Your goal ->
Reproduce, character for character, the lines of the data below, starting at the line that contains "Each instance of the sea" and stopping after the line that contains "[(537, 235)]", with both of those lines included.

Available data ->
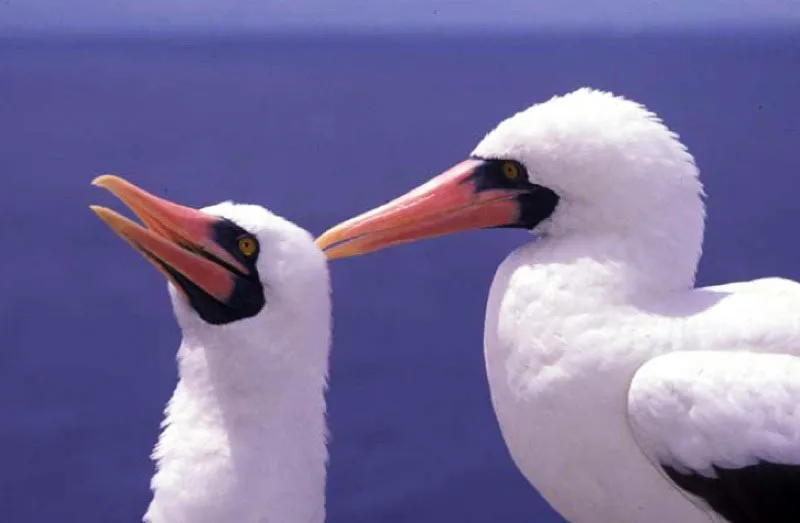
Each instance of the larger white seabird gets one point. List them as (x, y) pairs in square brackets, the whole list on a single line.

---

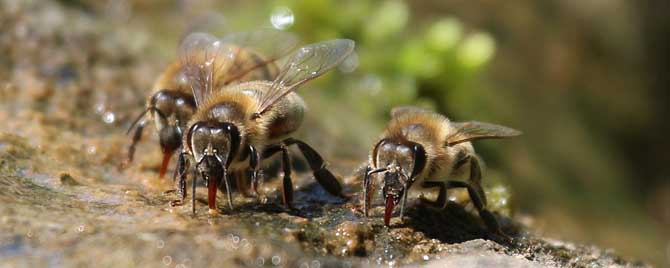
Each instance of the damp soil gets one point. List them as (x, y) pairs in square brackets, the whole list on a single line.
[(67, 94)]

...

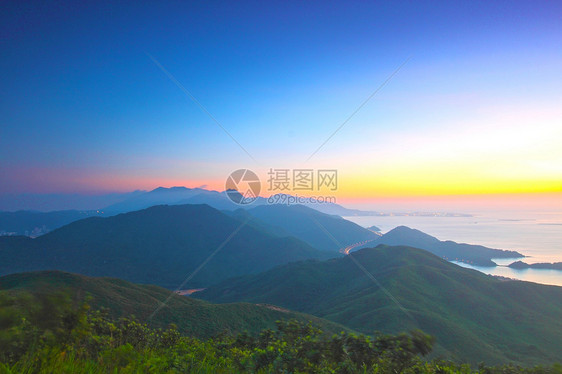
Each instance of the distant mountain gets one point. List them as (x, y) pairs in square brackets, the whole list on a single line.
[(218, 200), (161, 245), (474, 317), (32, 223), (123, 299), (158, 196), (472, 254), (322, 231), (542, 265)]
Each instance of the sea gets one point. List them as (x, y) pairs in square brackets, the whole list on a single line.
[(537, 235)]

Problem solution ->
Each instance of the sea gets one point. List them as (x, y) pairs in square brackets, the whole list on a single line.
[(537, 235)]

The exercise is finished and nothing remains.